## [Exercise]
Rewrite the items below, swapping "sunlit rock face" for "shaded rock face" everywhere it appears and leaving everything else unchanged.

## [Dataset content]

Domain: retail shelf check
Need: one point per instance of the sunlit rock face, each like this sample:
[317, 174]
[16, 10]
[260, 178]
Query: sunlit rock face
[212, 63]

## [Expected answer]
Domain: retail shelf check
Need: one point per instance of the shaded rock face, each like this sample:
[317, 174]
[16, 10]
[260, 178]
Query: shaded rock face
[212, 63]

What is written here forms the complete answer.